> _Activity_:
The full set of records must be set down verbatim.

################

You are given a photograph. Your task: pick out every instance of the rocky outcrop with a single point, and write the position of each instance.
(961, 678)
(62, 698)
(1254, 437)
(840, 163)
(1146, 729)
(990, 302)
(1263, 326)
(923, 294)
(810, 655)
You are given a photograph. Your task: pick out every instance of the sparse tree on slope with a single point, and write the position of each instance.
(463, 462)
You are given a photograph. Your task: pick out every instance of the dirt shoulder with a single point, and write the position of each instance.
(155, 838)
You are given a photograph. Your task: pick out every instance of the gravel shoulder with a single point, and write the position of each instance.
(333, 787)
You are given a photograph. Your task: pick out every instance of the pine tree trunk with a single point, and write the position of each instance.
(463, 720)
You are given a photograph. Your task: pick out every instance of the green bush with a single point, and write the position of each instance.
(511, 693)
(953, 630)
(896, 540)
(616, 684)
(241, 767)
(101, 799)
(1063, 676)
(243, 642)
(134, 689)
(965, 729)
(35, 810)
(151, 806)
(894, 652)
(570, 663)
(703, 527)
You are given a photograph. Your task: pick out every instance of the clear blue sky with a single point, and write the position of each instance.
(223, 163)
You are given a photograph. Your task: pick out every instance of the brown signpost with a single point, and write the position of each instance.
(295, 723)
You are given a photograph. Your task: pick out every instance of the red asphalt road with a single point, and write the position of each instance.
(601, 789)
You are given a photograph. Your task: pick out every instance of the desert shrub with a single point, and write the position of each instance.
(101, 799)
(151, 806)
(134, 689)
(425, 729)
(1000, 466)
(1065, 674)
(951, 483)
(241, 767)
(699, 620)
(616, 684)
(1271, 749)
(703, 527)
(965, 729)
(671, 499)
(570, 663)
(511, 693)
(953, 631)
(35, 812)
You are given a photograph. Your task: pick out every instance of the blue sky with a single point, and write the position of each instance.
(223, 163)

################

> _Completed task_:
You are given a photograph. Your task: pick out every instance of the rocky outcrop with a single point, and write the position of each instance.
(961, 678)
(62, 698)
(1254, 437)
(840, 163)
(1146, 729)
(990, 302)
(1263, 326)
(923, 294)
(810, 655)
You are given a photograph. Your task: pick out every instance of the sparse tree on slope with a single point, and write the position of each instance.
(463, 462)
You are given a photograph. Your task: pick out every instance of the dirt shoulder with a single point, and write the position of each instance.
(155, 838)
You are given a photograph. Your task: pick out every instance of the gravel shoulder with a single point, and write the position of each instance.
(333, 787)
You are given a photograph. Your task: pick out every instance of the pine tree trunk with a single point, and write the position of each instance.
(463, 720)
You are given a photograph. Your task: pick out every instance of the green bush with a single point, and write the position of each instance.
(511, 693)
(953, 630)
(896, 540)
(616, 684)
(241, 767)
(101, 799)
(1063, 676)
(243, 642)
(134, 689)
(965, 729)
(35, 810)
(151, 806)
(894, 652)
(570, 663)
(703, 527)
You are given a photograph. Your task: pick out every instance of the clear blue sky with a single point, and write the position of each instance.
(223, 163)
You are given a photograph. Your task: pick out every instance of the brown signpost with a single point, and write the position of each instance.
(295, 723)
You are given a photograph. Your task: pick out every instance of the red asphalt road with a single point, and write the position of each instance.
(601, 789)
You are given a photograph. Your task: pick out every instance of the desert shrub with a single point, and write the position of each instance.
(101, 799)
(151, 806)
(134, 689)
(425, 729)
(1000, 466)
(1065, 674)
(951, 483)
(241, 767)
(699, 620)
(616, 684)
(1271, 749)
(703, 527)
(965, 729)
(671, 499)
(570, 663)
(511, 693)
(953, 631)
(35, 812)
You are given a photograph. Your task: pick out every instance of the blue sky with a single point, and write the position of each instance.
(223, 163)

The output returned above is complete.